━━ DATA SHOWN ━━
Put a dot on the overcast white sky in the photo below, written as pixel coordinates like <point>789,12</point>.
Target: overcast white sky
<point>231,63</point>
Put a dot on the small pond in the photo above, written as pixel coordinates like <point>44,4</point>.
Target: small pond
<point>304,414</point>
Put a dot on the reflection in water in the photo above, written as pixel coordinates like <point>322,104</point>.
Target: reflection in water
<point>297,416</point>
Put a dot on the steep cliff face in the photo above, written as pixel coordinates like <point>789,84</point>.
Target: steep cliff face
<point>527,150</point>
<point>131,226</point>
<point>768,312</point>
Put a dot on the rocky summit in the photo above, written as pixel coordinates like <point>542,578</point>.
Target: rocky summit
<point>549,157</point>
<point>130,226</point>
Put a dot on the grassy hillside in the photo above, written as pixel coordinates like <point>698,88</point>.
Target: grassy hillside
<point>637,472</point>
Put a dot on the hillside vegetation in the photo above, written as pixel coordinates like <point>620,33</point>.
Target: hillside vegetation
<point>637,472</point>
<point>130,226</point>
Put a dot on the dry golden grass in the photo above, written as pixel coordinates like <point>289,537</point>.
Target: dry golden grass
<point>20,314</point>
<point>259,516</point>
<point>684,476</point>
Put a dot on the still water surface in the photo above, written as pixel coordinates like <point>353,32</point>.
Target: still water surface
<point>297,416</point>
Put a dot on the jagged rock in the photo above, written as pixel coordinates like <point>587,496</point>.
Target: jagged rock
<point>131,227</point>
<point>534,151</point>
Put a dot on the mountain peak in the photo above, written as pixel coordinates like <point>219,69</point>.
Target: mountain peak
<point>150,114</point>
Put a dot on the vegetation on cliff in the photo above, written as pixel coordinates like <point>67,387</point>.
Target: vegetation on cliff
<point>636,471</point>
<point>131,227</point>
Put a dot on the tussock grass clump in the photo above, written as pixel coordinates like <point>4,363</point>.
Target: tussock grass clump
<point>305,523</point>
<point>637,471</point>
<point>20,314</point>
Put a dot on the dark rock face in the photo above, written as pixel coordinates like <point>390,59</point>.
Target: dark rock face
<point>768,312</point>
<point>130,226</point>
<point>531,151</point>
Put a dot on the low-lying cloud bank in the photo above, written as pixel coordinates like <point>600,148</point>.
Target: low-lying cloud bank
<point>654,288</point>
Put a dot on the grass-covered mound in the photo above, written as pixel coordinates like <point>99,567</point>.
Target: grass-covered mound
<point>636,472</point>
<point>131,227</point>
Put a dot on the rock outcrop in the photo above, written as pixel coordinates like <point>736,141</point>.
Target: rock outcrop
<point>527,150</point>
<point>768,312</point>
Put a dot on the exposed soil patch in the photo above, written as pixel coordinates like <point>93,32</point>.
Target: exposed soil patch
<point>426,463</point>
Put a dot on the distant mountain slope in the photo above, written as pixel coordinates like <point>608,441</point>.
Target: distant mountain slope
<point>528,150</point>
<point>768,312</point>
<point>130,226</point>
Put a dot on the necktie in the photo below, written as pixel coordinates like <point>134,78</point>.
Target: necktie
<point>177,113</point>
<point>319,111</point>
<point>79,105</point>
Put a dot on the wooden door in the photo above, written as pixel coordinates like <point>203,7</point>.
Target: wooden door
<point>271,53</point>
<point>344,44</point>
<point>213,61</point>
━━━
▸ EXERCISE AIM
Return word for word the lines above from the line with "Put a dot on the vegetation" to the line with "Put a dot on the dark", including both and leaving out all others.

▸ ANSWER TO THIS PROBLEM
Put a dot on the vegetation on cliff in the photo above, written as pixel coordinates like <point>67,387</point>.
Target: vegetation on cliff
<point>636,471</point>
<point>131,227</point>
Put a dot on the tussock grass clump in the photo above, written as pixel coordinates like <point>4,363</point>.
Target: tussock grass clump
<point>305,523</point>
<point>637,471</point>
<point>20,314</point>
Put a dot on the dark rock face in the photo above, written as pixel coordinates like <point>390,59</point>.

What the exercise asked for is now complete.